**Passage shown:**
━━━
China Girls' Mathematical Olympiad

Without loss of generality, we may assume that the numbers written on the vertices are $1,2,\dots ,n$. Let $A$ be the number of crossings, and $B$ be the number of positive edges. We will prove that the parity of $S$ remains the same if we exchange numbers $i$ and $i+1$. We distinguish two cases.

Case 1. The numbers $i$ and $i+1$ are written on adjacent vertices, i.e., the endpoints of edge $e_k$. Once we exchange $i$ and $i+1$, the number of positive edges is modified by 1, thus the parity of $B$ is changed. On the other hand, the only two-edge subset that will become a new crossing (or change from a crossing to a non-crossing) is $\{e_{k-1},e_{k+1}\}$ (the subindices are to be understood modulo $n$), all the other two-edge subsets will not be affected. So the parity of $A$ will change.
━━━
**Objectives:**
1) List every edge that the olympiad passage names with a subscripted symbol.
2) Summarize the olympiad passage in two sentences.
The records that come next are separate from the olympiad passage.

**Given data:**
━━━
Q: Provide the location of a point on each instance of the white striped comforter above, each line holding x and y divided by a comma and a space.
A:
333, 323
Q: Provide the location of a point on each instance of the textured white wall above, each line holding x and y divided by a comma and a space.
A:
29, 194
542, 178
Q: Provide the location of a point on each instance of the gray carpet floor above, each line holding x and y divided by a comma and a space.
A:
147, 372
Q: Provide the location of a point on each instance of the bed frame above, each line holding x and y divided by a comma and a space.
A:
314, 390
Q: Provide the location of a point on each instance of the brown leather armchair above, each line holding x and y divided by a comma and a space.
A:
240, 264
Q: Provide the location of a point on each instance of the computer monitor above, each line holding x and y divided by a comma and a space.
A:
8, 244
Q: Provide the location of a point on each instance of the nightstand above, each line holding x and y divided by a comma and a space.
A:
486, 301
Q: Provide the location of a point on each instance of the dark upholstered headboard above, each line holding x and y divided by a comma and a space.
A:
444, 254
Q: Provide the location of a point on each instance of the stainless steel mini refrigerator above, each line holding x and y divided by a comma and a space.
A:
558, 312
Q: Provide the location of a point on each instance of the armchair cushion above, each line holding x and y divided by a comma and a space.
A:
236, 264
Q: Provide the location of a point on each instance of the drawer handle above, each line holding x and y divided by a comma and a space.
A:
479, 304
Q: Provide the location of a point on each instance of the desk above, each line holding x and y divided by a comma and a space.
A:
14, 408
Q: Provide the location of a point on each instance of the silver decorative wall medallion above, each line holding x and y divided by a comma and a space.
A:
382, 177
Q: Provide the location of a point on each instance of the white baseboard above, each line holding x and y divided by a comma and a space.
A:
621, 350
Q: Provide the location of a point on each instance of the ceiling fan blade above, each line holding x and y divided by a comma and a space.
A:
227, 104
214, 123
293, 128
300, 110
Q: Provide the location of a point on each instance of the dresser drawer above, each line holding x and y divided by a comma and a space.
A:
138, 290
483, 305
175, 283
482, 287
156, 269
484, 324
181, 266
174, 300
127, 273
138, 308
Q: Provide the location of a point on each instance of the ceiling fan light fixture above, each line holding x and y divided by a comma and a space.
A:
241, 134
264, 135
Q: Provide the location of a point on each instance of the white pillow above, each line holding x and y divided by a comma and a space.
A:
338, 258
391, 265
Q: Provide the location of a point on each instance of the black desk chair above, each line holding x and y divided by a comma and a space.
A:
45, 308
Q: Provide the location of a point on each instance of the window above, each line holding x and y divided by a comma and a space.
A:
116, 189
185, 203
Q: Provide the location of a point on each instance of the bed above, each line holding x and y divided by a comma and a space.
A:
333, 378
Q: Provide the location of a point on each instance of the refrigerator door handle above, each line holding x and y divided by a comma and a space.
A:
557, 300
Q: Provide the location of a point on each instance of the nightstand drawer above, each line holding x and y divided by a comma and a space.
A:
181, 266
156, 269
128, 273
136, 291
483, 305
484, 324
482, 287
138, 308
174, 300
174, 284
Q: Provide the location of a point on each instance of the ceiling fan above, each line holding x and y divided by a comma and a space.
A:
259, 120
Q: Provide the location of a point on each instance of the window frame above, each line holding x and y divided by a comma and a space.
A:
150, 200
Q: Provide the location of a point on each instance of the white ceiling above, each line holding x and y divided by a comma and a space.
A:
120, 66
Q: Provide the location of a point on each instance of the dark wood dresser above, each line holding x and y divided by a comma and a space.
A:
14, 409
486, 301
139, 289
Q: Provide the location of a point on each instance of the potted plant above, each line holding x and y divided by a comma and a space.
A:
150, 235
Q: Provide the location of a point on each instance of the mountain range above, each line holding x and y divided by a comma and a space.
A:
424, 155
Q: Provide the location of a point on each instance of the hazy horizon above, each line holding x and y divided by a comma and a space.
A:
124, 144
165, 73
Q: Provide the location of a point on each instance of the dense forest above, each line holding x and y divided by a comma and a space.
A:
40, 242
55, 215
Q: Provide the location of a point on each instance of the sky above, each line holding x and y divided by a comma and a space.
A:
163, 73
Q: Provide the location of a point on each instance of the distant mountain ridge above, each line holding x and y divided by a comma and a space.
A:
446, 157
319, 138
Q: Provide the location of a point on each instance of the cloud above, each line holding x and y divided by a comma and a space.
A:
━━━
**Solution list:**
1) $e_k$, $e_{k-1}$, $e_{k+1}$

2) Assuming the vertices carry the numbers $1,2,\dots,n$, the olympiad passage lets $A$ be the number of crossings and $B$ the number of positive edges, then sets out to prove that a parity stays the same when $i$ and $i+1$ are exchanged, distinguishing two cases. In the first case, where $i$ and $i+1$ sit on the endpoints of edge $e_k$, the exchange changes the number of positive edges by 1 and affects only the subset $\{e_{k-1},e_{k+1}\}$, so the parities of both $B$ and $A$ change.